The task:
Can you reproduce the data beneath, keeping every line exact?

Given data:
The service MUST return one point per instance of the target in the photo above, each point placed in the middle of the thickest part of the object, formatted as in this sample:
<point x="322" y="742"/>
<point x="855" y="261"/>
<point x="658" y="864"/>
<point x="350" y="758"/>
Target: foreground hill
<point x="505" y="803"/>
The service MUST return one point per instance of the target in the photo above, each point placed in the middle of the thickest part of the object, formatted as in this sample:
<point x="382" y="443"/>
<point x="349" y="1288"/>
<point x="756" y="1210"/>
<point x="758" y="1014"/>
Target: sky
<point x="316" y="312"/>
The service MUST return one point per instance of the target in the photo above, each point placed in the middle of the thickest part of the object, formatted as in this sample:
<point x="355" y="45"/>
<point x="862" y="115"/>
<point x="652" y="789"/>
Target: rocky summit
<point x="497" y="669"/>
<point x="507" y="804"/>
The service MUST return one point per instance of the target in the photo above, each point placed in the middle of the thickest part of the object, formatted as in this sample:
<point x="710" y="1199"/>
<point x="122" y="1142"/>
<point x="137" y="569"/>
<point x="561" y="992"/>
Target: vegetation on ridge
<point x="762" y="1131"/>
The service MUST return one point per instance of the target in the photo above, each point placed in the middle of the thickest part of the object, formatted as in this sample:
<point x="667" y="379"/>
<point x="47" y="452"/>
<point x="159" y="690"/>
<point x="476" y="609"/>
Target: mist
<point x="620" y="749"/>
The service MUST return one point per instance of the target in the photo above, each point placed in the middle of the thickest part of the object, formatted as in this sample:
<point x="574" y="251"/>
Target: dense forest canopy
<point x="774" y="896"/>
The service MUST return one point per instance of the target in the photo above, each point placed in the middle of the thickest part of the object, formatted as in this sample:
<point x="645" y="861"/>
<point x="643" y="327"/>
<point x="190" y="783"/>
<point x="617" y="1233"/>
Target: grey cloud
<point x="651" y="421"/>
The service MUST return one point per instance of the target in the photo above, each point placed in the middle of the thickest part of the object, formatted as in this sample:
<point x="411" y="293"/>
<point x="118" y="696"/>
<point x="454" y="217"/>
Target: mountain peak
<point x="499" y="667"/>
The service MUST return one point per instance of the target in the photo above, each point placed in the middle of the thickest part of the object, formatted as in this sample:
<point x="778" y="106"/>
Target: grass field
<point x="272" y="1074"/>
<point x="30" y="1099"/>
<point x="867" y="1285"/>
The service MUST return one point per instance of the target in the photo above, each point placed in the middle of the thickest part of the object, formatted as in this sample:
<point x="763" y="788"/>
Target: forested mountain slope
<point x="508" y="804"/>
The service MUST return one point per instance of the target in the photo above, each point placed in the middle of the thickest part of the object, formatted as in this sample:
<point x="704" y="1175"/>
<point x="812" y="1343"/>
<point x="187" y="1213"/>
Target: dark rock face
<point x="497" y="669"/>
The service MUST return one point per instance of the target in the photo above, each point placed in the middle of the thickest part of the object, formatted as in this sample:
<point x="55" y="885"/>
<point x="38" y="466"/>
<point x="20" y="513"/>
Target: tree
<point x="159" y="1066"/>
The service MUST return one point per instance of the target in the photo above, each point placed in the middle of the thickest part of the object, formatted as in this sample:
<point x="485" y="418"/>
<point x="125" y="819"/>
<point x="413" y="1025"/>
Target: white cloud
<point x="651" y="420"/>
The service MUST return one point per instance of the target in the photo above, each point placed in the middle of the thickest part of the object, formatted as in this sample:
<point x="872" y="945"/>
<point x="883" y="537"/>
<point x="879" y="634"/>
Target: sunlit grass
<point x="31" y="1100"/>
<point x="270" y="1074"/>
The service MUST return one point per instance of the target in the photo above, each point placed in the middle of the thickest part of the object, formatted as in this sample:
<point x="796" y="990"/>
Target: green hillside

Full output:
The service MUST return one point per instance of the target in the photo above, each point placed in the middle of the thickest part of the object, formatted as in this sample:
<point x="322" y="742"/>
<point x="855" y="261"/>
<point x="658" y="864"/>
<point x="350" y="758"/>
Target: foreground hill
<point x="505" y="803"/>
The service MUST return one point per instance of the target in the photo above, each point placed in the middle of the thickest part of the object, formatted as in this sample:
<point x="382" y="443"/>
<point x="349" y="1288"/>
<point x="756" y="1210"/>
<point x="758" y="1014"/>
Target: sky
<point x="316" y="312"/>
The service MUST return one point per instance of the target in the photo above, each point placed in the middle of the thickest part of the object, formatted as in this sample:
<point x="355" y="45"/>
<point x="862" y="115"/>
<point x="652" y="789"/>
Target: rocky summit
<point x="497" y="669"/>
<point x="507" y="804"/>
The service MUST return one point per instance of the target in the photo above, each point placed in the middle of the thickest part of the object, formatted as in this sample:
<point x="710" y="1199"/>
<point x="122" y="1142"/>
<point x="137" y="569"/>
<point x="561" y="992"/>
Target: vegetation on ridge
<point x="762" y="1131"/>
The service MUST return one point per instance of the target in the photo above, each point placed in the middle of the thickest part of the object, formatted as in this sample:
<point x="667" y="379"/>
<point x="47" y="452"/>
<point x="159" y="690"/>
<point x="476" y="609"/>
Target: mist
<point x="620" y="749"/>
The service MUST return one point per instance of the target in the photo above, each point placed in the middle of the thickest part of the object, formatted as in this sample:
<point x="574" y="251"/>
Target: dense forest canopy
<point x="774" y="896"/>
The service MUST return one point per instance of the target in the photo above, each point placed in the middle of the thickest part of the object, formatted as in this sample:
<point x="645" y="861"/>
<point x="643" y="327"/>
<point x="190" y="783"/>
<point x="617" y="1233"/>
Target: grey cloud
<point x="651" y="421"/>
The service MUST return one point per instance of the target in the photo above, each point placed in the middle of the thickest part of the object, formatted as in this sample:
<point x="411" y="293"/>
<point x="118" y="696"/>
<point x="454" y="217"/>
Target: mountain peak
<point x="499" y="667"/>
The service MUST return one point per instance of the target in the photo above, each point placed in the middle of the thickest part of the object, formatted as in this sample:
<point x="778" y="106"/>
Target: grass field
<point x="272" y="1074"/>
<point x="30" y="1099"/>
<point x="867" y="1285"/>
The service MUST return one point per instance of the target in the photo above, each point placed in the middle of the thickest part of the object, formatted as in this sample:
<point x="763" y="788"/>
Target: forested mountain slope
<point x="508" y="804"/>
The service MUST return one point per instance of the target in the photo above, each point placed in the middle of the thickest part of the object, formatted as in this sample:
<point x="704" y="1175"/>
<point x="812" y="1343"/>
<point x="187" y="1213"/>
Target: dark rock face
<point x="497" y="669"/>
The service MUST return one point per instance of the target in the photo above, each point placed in the middle of the thickest part of the object, formatted as in this sample:
<point x="55" y="885"/>
<point x="38" y="466"/>
<point x="20" y="513"/>
Target: tree
<point x="159" y="1066"/>
The service MUST return one point per instance of the target in the photo above, each point placed in the middle of the thickest part of the object, formatted as in this sample:
<point x="485" y="418"/>
<point x="125" y="819"/>
<point x="413" y="1025"/>
Target: white cloud
<point x="651" y="420"/>
The service MUST return one point per instance of the target in the photo above, each point placed in the middle of the thickest part of the object, formatted as in this sample:
<point x="872" y="945"/>
<point x="883" y="537"/>
<point x="879" y="634"/>
Target: sunlit grass
<point x="31" y="1100"/>
<point x="270" y="1074"/>
The service MUST return one point per instance of the target in the photo above, each point placed in the middle of the thickest part of the object, formatted as in this sample:
<point x="796" y="990"/>
Target: green hillside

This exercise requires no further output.